§ TEXTE DE LA PAGE
# # #
Christophe Guilluy : "La classe moyenne n’existe plus."
Le géographe est le premier à avoir diagnostiqué une France de la périphérie, laissée de côté par la mondialisation heureuse. À travers son analyse du spleen de ces zones périphériques, Christophe Guilluy entrevoit la fin de la parenthèse enchantée des Trente Glorieuses et d’une classe moyenne majoritaire.
Propos recueillis par Laurence Bekk-Day et Maïna Marjany
Photos : Aglaé Bory
Christophe Guilluy, vous avez fait passer dans le vocable courant la notion de « France périphérique ». Pouvez-vous nous décrire ce concept ?
J’arrive aux territoires par les catégories populaires et non l’inverse. Beaucoup abordent le sujet exclusivement par la question territoriale. Mais un territoire en soi n’a pas d’existence propre ; ce qui compte, ce sont les gens qui y vivent. Vous pouvez être urbain en habitant à Charleville-Mézières comme à Paris ; mais votre réalité sociale, politique, économique n’a strictement rien à voir ! Pourtant, pour l’Insee, vous tombez sous la même appellation. L’idée d’une France saucissonnée entre 10 à 15 % de ruraux, des péri-urbains et des urbains, ne permet pas de dire la recomposition sociale des territoires. Ce qui m’intéresse, c’est le destin des catégories populaires. Nous vivons un moment particulier où, pour la première fois dans l’histoire, ces catégories populaires, sans être tombées dans le sas de la pauvreté, ne vivent plus là où se crée l’emploi. Il y a bien quelque chose qui se structure, qui se recompose, économiquement, socialement et culturellement.
Pensez-vous que la classe moyenne, qui a émergé durant les Trente Glorieuses et qui était censée perdurer, est en réalité en cours de disparition ? Ce que nous avons vécu n’était donc qu’une parenthèse enchantée ?
Peut-être. C’est en tout cas ce que l’on peut constater statistiquement. La majorité des populations, en Occident, ont cru à la promesse d’une classe moyenne très majoritaire. Mais il semblerait qu’il y ait un nouveau modèle, à l’échelle du monde, qui émerge, avec un bloc que j’appelle « catégories supérieures », qui ne sera pas majoritaire et, en dessous, des populations plus fragiles : ces nouvelles classes populaires. Pourtant, nous restons bloqués sur ce souvenir des Trente Glorieuses. On arrivera à s’en sortir politiquement lorsque les grands partis auront intégré cette restructuration sociale et auront enfin adapté leur offre politique à ce que sont devenues, ou redevenues, nos sociétés : telles qu’elles étaient avant-guerre. À une différence près : même si les niveaux de vie étaient inférieurs avant-guerre, les inégalités ressenties étaient moins fortes. Ce qui pèse beaucoup dans le ressentiment de ces classes moyennes occidentales, c’est un modèle économique qui tend à concentrer l’emploi de plus en plus. Je suis un grand lecteur de l’économiste Thomas Piketty ; il a très bien compris que, structurellement, ce modèle est de plus en plus inégalitaire. Il va falloir gérer cette question de l’inégalité et en même temps, celle de l’intégration du plus grand nombre.
# # #
(Données enregistrées)
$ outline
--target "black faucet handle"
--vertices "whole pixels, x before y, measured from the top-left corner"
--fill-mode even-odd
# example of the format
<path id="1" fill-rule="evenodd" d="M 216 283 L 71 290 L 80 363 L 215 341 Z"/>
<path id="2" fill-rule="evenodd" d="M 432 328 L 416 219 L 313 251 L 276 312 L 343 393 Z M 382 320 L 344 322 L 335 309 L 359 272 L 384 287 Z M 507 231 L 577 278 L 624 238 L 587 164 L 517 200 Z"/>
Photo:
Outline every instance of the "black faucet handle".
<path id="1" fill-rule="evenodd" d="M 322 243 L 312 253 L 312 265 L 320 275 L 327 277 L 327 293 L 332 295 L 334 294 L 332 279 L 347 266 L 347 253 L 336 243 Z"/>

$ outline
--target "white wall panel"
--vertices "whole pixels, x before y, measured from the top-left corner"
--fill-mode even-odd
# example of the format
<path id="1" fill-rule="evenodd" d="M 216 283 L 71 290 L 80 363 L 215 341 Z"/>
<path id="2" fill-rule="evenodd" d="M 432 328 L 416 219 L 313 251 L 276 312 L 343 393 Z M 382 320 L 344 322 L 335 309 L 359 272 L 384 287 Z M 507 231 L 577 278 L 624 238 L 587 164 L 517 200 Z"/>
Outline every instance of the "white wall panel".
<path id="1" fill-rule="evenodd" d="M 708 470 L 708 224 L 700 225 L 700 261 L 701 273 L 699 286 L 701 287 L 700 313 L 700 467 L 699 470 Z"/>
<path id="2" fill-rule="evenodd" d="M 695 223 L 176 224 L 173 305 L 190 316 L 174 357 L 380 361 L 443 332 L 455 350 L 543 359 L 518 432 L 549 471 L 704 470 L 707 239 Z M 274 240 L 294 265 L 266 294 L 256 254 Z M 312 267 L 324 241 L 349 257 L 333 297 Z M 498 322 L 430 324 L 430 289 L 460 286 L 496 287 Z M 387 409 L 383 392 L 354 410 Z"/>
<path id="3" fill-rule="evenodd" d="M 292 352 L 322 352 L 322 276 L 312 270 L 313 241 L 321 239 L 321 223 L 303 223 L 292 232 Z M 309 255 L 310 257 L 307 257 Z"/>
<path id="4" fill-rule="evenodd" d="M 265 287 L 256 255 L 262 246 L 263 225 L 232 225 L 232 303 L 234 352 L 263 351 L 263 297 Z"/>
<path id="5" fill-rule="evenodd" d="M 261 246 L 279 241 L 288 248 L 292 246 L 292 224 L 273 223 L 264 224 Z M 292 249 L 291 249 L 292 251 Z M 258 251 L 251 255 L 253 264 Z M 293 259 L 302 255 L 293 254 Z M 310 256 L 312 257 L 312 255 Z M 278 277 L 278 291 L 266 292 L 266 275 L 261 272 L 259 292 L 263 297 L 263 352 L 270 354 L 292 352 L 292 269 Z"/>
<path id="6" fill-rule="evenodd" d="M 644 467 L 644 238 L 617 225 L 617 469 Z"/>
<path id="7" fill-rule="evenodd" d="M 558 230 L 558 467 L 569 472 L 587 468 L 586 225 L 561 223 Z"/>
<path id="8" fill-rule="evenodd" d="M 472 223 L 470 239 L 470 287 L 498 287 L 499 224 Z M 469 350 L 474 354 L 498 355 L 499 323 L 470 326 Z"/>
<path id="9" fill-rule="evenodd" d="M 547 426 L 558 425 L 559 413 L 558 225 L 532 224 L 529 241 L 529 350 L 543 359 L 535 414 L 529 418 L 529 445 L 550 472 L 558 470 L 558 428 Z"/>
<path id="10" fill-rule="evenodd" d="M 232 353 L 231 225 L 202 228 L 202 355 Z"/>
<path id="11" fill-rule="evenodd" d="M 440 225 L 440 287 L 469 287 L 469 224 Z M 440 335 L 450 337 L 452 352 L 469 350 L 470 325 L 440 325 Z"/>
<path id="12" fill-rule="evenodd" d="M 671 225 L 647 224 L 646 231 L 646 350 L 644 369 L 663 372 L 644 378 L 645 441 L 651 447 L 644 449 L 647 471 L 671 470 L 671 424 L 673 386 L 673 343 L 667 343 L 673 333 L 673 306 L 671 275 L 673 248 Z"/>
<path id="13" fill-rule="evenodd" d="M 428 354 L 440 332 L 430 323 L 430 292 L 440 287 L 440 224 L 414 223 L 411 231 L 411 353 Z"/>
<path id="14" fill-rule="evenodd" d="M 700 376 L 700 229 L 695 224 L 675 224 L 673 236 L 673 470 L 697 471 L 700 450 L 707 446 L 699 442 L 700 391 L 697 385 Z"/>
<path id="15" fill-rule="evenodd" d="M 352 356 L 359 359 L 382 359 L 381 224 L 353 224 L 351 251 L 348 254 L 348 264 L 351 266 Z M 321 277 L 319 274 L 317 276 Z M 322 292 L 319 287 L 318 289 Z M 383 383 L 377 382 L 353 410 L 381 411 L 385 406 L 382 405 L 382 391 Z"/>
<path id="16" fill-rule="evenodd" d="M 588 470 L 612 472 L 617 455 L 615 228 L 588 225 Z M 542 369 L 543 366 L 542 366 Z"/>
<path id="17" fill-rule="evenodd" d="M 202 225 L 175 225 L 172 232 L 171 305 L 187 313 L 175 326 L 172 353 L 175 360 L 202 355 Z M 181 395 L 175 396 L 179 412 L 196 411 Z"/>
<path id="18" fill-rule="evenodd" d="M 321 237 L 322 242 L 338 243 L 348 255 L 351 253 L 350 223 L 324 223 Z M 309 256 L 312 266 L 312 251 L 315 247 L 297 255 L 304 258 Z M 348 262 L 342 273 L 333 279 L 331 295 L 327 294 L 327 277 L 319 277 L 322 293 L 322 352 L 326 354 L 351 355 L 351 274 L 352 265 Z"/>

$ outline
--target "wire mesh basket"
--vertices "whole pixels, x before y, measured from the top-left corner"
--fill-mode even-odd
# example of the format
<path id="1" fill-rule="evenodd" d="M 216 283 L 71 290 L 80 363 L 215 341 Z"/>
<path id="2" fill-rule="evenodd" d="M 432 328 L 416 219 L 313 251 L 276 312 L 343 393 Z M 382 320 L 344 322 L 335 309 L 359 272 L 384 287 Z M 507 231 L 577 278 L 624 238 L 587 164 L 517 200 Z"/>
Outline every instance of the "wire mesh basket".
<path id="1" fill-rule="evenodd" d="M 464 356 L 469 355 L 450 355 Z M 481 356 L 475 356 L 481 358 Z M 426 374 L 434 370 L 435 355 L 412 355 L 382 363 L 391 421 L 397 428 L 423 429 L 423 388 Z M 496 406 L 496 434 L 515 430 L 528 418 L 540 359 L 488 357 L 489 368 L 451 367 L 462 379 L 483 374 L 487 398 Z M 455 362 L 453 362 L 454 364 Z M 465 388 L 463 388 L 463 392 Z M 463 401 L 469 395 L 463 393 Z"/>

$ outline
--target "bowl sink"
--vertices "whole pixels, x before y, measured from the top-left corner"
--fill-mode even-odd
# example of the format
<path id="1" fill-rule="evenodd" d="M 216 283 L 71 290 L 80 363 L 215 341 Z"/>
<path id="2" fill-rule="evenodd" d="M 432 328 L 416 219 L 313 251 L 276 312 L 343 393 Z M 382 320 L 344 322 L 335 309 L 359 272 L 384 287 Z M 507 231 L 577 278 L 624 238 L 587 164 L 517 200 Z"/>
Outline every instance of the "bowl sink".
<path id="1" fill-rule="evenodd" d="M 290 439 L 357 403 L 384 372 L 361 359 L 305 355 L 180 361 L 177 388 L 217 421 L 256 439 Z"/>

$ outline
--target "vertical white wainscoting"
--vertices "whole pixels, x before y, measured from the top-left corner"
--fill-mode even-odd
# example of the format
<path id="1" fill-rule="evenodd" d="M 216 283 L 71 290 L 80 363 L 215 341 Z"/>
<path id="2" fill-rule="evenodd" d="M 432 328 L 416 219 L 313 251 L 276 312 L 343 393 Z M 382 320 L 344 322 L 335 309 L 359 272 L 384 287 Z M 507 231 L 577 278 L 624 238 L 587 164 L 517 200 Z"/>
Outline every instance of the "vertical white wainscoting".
# # #
Recopiez sans rien changer le passage du texte de la page qui commence aux mots « Propos recueillis par » et s'arrête après « ce concept ? ». Vous n'aurez pas besoin de ces données.

Propos recueillis par Laurence Bekk-Day et Maïna Marjany
Photos : Aglaé Bory
Christophe Guilluy, vous avez fait passer dans le vocable courant la notion de « France périphérique ». Pouvez-vous nous décrire ce concept ?